>> Begin Raw records
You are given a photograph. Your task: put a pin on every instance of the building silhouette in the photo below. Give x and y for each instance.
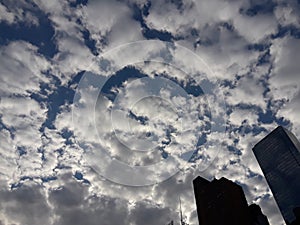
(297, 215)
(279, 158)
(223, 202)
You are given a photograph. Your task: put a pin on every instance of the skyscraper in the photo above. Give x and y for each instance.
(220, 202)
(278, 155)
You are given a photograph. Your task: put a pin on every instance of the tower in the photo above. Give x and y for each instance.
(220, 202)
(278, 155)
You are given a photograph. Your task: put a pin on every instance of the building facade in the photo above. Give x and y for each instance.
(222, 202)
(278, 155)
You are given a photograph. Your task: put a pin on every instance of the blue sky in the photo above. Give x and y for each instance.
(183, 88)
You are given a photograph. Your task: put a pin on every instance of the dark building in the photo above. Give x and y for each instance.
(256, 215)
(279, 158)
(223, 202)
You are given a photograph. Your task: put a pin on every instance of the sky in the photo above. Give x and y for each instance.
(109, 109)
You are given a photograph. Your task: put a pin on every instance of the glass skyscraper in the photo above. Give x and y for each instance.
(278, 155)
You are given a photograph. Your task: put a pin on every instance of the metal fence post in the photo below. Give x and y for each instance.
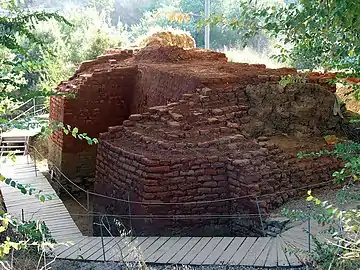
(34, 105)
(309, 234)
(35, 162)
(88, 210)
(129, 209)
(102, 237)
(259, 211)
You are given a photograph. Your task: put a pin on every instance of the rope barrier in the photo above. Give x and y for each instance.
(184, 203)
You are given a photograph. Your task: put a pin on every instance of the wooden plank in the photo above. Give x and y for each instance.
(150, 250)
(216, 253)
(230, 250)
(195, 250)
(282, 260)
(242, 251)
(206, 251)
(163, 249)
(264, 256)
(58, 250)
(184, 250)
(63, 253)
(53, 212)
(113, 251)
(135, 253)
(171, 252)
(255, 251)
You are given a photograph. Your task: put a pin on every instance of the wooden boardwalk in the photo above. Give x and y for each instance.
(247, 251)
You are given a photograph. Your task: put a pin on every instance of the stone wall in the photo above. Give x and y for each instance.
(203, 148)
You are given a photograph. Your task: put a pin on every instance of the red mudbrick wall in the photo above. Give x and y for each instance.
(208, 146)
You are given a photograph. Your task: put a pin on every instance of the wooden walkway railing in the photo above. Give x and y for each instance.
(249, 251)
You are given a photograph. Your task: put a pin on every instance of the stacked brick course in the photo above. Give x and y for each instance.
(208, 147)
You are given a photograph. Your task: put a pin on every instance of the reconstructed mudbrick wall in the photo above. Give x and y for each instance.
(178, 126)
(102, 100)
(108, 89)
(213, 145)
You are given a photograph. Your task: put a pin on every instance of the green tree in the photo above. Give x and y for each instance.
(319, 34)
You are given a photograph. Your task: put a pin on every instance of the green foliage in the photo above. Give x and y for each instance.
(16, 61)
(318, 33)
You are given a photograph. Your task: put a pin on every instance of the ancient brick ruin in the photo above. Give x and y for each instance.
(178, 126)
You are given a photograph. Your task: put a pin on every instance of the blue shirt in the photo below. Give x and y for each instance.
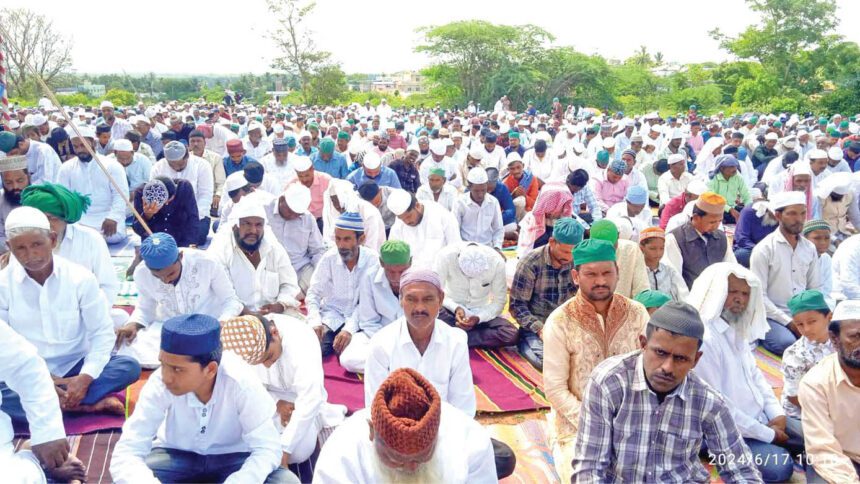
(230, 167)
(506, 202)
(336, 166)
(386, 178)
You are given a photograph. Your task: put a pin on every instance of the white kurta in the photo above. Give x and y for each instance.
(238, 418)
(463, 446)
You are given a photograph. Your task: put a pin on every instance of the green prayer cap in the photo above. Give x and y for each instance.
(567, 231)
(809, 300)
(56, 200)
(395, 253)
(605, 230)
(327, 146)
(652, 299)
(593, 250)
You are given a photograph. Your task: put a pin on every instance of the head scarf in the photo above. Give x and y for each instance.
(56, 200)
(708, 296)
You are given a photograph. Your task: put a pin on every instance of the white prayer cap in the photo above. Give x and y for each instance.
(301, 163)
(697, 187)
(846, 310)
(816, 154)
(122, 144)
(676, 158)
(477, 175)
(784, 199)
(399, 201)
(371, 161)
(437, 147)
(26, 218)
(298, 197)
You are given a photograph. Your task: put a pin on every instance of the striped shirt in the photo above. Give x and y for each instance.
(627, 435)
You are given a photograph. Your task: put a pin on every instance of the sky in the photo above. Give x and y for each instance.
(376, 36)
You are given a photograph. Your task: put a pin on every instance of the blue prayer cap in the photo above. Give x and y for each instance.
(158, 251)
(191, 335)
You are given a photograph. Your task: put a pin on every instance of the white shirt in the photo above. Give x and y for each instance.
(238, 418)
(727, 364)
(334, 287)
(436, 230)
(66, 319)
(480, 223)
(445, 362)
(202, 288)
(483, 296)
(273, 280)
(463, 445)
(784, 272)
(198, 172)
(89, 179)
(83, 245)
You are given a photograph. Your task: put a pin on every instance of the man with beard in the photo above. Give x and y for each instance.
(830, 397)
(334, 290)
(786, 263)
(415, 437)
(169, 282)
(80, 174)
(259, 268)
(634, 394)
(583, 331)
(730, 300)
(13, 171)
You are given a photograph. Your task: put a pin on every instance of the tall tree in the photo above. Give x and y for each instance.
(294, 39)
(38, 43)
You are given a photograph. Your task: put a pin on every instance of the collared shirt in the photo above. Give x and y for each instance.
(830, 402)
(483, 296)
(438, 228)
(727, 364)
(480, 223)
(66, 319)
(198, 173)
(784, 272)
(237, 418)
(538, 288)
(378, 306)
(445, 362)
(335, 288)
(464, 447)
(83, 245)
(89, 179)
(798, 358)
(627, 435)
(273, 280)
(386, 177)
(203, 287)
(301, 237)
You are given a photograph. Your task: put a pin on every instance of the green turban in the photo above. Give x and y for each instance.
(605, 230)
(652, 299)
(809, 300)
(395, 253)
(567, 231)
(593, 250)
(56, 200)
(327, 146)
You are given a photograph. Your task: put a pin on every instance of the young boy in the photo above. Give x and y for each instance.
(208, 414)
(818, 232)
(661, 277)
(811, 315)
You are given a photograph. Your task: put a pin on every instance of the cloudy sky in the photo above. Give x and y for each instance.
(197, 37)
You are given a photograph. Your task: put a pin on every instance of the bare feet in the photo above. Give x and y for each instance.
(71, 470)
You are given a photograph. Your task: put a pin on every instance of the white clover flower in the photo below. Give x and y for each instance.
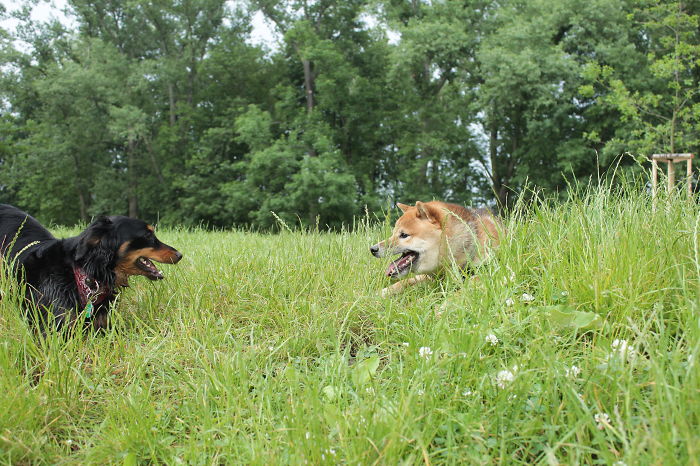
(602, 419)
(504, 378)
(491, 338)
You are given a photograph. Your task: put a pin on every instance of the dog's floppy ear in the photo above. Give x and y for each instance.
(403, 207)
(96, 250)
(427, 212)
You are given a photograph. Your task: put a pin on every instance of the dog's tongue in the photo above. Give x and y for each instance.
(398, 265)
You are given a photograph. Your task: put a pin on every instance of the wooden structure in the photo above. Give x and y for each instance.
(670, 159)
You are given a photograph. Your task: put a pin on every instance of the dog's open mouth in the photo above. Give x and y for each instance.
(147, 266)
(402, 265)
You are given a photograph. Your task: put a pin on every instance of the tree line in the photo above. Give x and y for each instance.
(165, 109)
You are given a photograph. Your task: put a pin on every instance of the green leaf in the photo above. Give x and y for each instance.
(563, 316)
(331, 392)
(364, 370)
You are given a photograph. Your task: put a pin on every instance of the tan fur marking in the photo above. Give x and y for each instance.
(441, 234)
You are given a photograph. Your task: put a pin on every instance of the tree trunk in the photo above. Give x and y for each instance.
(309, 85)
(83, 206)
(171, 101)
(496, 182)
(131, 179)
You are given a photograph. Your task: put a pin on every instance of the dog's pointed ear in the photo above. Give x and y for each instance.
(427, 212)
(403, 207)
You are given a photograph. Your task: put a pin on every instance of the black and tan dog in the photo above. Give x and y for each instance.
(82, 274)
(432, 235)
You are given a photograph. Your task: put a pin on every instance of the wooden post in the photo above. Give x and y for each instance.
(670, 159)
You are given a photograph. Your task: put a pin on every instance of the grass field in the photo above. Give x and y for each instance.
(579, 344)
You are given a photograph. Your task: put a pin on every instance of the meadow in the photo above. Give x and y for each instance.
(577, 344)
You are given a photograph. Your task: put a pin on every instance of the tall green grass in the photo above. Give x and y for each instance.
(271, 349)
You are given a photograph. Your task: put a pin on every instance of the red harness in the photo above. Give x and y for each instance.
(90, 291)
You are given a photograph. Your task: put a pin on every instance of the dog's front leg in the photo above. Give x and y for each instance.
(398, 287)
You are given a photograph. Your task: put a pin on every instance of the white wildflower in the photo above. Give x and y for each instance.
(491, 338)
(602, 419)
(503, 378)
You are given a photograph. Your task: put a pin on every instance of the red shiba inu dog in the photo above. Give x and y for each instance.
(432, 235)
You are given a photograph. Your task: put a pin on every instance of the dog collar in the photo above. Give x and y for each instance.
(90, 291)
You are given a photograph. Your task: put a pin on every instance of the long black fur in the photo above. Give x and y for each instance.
>> End Raw records
## Work instructions
Can you rewrite the stretch from the row containing "the dog's front" through the end of the rows so that "put a pin on" becomes "place a dot on" and nothing else changes?

## The reply
You are given a photograph. Your task: place a dot on every instance of the dog's front leg in the photo above. Give x and y for each instance.
(398, 287)
You are given a photograph. Your task: place a dot on every instance of the white wildflower in the photo above. Give x and y for each instance.
(491, 338)
(602, 419)
(503, 378)
You are given a photograph. Your task: place a dot on every instance of the red shiba inu dog in the photo above. Give x and y for each instance.
(432, 235)
You are given a photograph. Your task: place a dot on every instance of the dog collar in the photo above. Give x and y for each instance.
(90, 291)
You are given a photograph. Your task: place a dot on every instance of the long black fur in the photo above. Give x and y for each instance.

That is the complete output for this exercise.